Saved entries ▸
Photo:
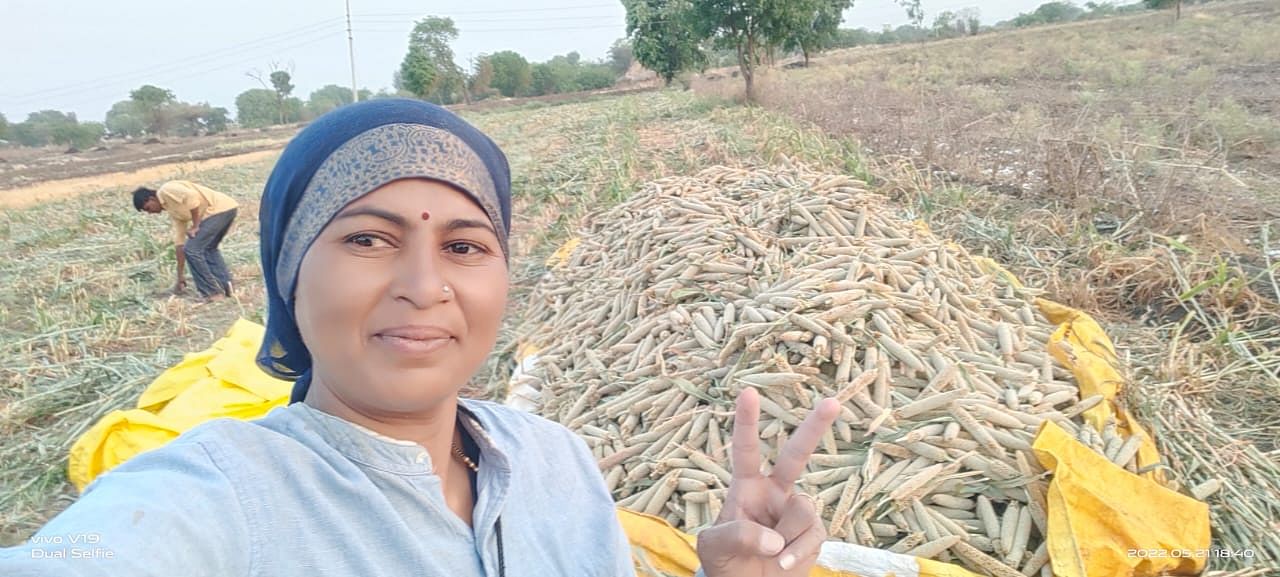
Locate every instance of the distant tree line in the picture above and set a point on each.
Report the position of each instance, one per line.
(430, 71)
(668, 37)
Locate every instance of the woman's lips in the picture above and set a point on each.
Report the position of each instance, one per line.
(414, 347)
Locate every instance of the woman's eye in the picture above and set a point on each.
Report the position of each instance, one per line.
(465, 248)
(366, 241)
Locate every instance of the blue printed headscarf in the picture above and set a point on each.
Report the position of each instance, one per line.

Task requirements ▸
Give every line of the rows above as a Markdown table with the columns No. and Line, skipping blank lines. Leave the pictures out of the table.

Final answer ▸
| No. | Line |
|---|---|
| 1 | Photo: |
| 2 | Locate every instance of the distant tree line in the picture above and set a point on each. |
| 3 | Report the position of each instance, one per line. |
| 4 | (430, 71) |
| 5 | (668, 37) |
| 6 | Locate every instance of the woman's lips in the picture above and set a point on each. |
| 7 | Report the position of each instance, one per line. |
| 8 | (414, 347) |
| 9 | Locate every instance of the woman's eye in the picture above and set a point on each. |
| 10 | Report the position of each instance, one per line. |
| 11 | (465, 248) |
| 12 | (366, 241) |
| 13 | Locate every instance of the blue printed headscarf in the picture above and set a point on each. |
| 14 | Report the position of each instance, one per line. |